▶ DIRECTIVE A
Print part of the piece on Cecil E. Collier word for word, starting at the words "Cecil Ensley Collier was" and ending after "El Paso, Texas.".

Cecil E. Collier, First Cavalry, United States Army
Cecil Ensley Collier
Nov. 14, 1920 – Jan. 24, 1988
June 6, 2017. . . the 73rd anniversary of the D-Day invasion of Normandy. The day considered by many to be the greatest day of the 20th century. The day when over 150,000 Allies in more than 5,000 boats and ships undertook the largest amphibious invasion ever seen. A day that saw over 4,400 Allies, mostly 18-22 year olds, die in this assault on Hitler’s Europe. As time moves away from the event, the impact, the significance, the sacrifice unfortunately become faded in the minds of those of us who weren’t there, just as the Battle of Gettysburg, one of the bloodiest days in American history, is now best known as the setting for a speech.
Perhaps at least a sliver of realty of that terrible yet important day can be seen in the first 30 minutes of the movie “Saving Private Ryan.”
June 6, 1944 . . . D-Day in Europe. . . meanwhile, on the other side of the world, in the South Pacific, the strategy of “island hopping” spawned numerous amphibious assaults, smaller than the Normandy invasion but no less lethal. It was there that 23-year old Cecil E. Collier was preparing himself for the invasion of the Philippine island of Leyte.
Cecil Ensley Collier was born in Nacogdoches, Texas in 1920. He was the great-grandson of Robert Terrell Collier, who moved his family from Upson County, Georgia to East Texas in the early 1880s. Cecil enlisted in the military on September 20, 1940 at the age of 19. Documents show he joined the cavalry branch of the regular Army. He was assigned to the First Cavalry Division stationed at Fort Bliss near El Paso, Texas.
At the time of his enlistment, the military saw the need for horse-mounted soldiers prepared to operate in the deserts of the southwestern United States. Members of the First Cavalry were troopers who spent most of their time on horseback. One of the primary duties of the First Cavalry was to perform border patrol along the rugged boundary between the United States and Mexico. With the attack on Pearl Harbor and the onset of World War II, consideration was given as to whether a horse-mounted force was still needed. The decision was made to maintain the cavalry in the event of an enemy attack into Mexico or South America. Finally, in 1943 the Division was dismounted, gave up its horses, and began training as infantry.

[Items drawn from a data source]
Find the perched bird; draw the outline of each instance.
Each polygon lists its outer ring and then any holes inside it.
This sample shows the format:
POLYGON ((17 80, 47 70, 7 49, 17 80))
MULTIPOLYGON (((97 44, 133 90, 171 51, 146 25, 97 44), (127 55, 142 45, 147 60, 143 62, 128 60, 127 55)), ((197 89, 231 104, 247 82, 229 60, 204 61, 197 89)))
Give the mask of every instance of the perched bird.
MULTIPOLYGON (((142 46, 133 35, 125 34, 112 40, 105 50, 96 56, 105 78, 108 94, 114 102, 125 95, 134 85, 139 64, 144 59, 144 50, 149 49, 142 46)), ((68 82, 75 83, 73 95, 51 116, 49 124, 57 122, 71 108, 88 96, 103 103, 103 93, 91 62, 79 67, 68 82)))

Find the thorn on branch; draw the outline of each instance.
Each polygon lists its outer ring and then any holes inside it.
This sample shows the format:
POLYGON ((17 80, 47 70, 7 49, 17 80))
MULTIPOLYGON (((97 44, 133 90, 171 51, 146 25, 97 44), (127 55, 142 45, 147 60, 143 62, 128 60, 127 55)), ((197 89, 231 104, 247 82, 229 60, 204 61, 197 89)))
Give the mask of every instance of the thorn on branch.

* * *

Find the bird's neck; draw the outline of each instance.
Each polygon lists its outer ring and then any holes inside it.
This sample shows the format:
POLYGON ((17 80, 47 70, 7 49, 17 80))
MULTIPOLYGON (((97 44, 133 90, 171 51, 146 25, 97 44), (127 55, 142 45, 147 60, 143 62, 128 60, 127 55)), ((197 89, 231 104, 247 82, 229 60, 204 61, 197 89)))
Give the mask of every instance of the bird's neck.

* * *

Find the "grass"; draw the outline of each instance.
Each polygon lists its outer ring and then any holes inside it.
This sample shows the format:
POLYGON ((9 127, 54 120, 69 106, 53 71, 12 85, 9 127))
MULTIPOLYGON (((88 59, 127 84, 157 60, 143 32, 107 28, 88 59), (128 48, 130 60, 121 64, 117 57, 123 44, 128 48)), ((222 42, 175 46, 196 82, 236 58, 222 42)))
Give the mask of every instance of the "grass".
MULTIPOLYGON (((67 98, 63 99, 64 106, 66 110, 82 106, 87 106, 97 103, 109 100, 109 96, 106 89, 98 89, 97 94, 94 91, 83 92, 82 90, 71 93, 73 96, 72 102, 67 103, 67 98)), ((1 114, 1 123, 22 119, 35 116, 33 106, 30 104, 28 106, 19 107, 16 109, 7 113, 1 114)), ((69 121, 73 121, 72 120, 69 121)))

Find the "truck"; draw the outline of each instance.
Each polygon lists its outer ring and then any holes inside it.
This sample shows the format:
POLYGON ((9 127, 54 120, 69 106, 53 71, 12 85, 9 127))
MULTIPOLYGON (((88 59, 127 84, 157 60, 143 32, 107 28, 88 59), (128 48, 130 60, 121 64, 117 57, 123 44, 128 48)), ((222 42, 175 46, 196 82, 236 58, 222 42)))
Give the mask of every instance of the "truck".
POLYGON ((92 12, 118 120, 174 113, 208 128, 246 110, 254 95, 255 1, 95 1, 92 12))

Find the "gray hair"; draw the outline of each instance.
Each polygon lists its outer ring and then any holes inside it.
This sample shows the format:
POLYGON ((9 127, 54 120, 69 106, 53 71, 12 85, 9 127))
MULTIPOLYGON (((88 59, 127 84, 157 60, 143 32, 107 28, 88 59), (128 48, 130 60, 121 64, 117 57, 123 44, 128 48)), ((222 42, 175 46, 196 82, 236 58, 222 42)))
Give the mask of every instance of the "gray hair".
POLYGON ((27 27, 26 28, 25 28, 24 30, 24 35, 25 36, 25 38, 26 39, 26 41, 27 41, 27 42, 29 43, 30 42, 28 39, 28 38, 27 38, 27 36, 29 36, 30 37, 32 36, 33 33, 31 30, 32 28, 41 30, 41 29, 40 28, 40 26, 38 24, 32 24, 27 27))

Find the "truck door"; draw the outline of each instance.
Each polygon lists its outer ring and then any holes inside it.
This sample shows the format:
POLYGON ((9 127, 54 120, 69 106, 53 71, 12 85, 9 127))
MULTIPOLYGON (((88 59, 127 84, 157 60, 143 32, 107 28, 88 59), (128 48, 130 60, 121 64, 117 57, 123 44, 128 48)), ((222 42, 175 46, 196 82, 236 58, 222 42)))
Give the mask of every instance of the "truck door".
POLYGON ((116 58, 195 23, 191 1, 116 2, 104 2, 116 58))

▶ DIRECTIVE B
Output only the records from the line containing "Find the perched" through the line containing "MULTIPOLYGON (((142 46, 133", both included, with the requests kept. Scale each coordinate in the answer polygons by 0.8, rounding to whole numbers with halves going up, and leave the numbers in the requests and format samples unchanged.

▶ COMPLETE RESPONSE A
Cecil Ensley Collier was born in Nacogdoches, Texas in 1920. He was the great-grandson of Robert Terrell Collier, who moved his family from Upson County, Georgia to East Texas in the early 1880s. Cecil enlisted in the military on September 20, 1940 at the age of 19. Documents show he joined the cavalry branch of the regular Army. He was assigned to the First Cavalry Division stationed at Fort Bliss near El Paso, Texas.

▶ COMPLETE RESPONSE B
Find the perched bird; draw the outline of each instance.
Each polygon lists its outer ring and then any holes inside it.
This sample shows the format:
POLYGON ((17 80, 47 70, 7 49, 17 80))
MULTIPOLYGON (((97 44, 133 90, 171 51, 146 25, 97 44), (127 55, 142 45, 147 60, 143 62, 128 60, 127 55)), ((197 89, 231 104, 247 82, 229 60, 204 61, 197 89)))
Give the mask of every instance of the perched bird.
MULTIPOLYGON (((114 37, 106 28, 100 27, 90 32, 84 40, 77 45, 84 62, 86 75, 91 82, 100 76, 107 68, 111 51, 115 47, 115 40, 119 39, 114 37)), ((54 66, 60 66, 58 76, 41 93, 39 99, 46 98, 57 86, 70 77, 82 82, 82 74, 73 50, 63 54, 54 66)))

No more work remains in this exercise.